WHAT NEEDS TO BE DONE » Copy the lines below, changing every "zebra" to "horse" and keeping everything else the same.

PROVIDED RECORDS »
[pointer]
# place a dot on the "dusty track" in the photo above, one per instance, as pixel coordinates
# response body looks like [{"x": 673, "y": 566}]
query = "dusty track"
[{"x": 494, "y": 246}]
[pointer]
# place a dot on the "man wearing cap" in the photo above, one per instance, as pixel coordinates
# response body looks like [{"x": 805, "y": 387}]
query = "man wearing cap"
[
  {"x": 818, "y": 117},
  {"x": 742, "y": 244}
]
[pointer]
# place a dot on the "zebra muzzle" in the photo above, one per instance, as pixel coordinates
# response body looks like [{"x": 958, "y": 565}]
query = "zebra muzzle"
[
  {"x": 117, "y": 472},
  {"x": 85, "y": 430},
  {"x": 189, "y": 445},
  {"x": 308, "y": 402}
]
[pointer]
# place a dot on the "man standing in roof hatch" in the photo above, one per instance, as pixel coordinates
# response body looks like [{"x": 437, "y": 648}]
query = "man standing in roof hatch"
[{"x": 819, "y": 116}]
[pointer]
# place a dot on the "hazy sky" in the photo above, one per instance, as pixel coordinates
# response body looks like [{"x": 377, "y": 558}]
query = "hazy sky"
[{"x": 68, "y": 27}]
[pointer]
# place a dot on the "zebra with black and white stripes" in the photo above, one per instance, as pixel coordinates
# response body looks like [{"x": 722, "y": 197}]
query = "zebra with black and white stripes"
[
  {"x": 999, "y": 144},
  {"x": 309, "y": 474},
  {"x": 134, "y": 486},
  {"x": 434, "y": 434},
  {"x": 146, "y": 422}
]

FULL RESPONSE »
[pointer]
# place a dot on the "dusty track" in the photo above, one per instance, as pixel coordinates
# response body looks like [{"x": 673, "y": 566}]
query = "dusty track"
[{"x": 494, "y": 246}]
[pointer]
# place a dot on the "man wearing cap" in the photo above, one per instance, as pixel coordinates
# response body looks like [{"x": 805, "y": 387}]
query = "man wearing cap"
[
  {"x": 818, "y": 117},
  {"x": 742, "y": 244}
]
[pointer]
# place a dot on the "horse muzzle" in the photo above, one per instance, as pixel coordinates
# response body looks like [{"x": 958, "y": 565}]
query = "horse muzzle"
[
  {"x": 117, "y": 472},
  {"x": 85, "y": 430},
  {"x": 189, "y": 445},
  {"x": 308, "y": 402}
]
[pointer]
# place a dot on the "man standing in roof hatch" in the photo above, one per instance, as pixel coordinates
# response body looks like [{"x": 437, "y": 648}]
query = "man standing in roof hatch"
[{"x": 819, "y": 116}]
[pointer]
# place a dot on the "hazy sky" in the photo above, one per instance, as pixel coordinates
# response body looks like [{"x": 377, "y": 558}]
query = "hazy sky"
[{"x": 68, "y": 27}]
[pointer]
# place a dot on the "horse with black and white stripes" in the photo above, one per instance, as pixel coordinates
# response body looks like [{"x": 722, "y": 197}]
query = "horse with black and white stripes"
[
  {"x": 999, "y": 144},
  {"x": 309, "y": 474},
  {"x": 134, "y": 486},
  {"x": 434, "y": 434},
  {"x": 146, "y": 422}
]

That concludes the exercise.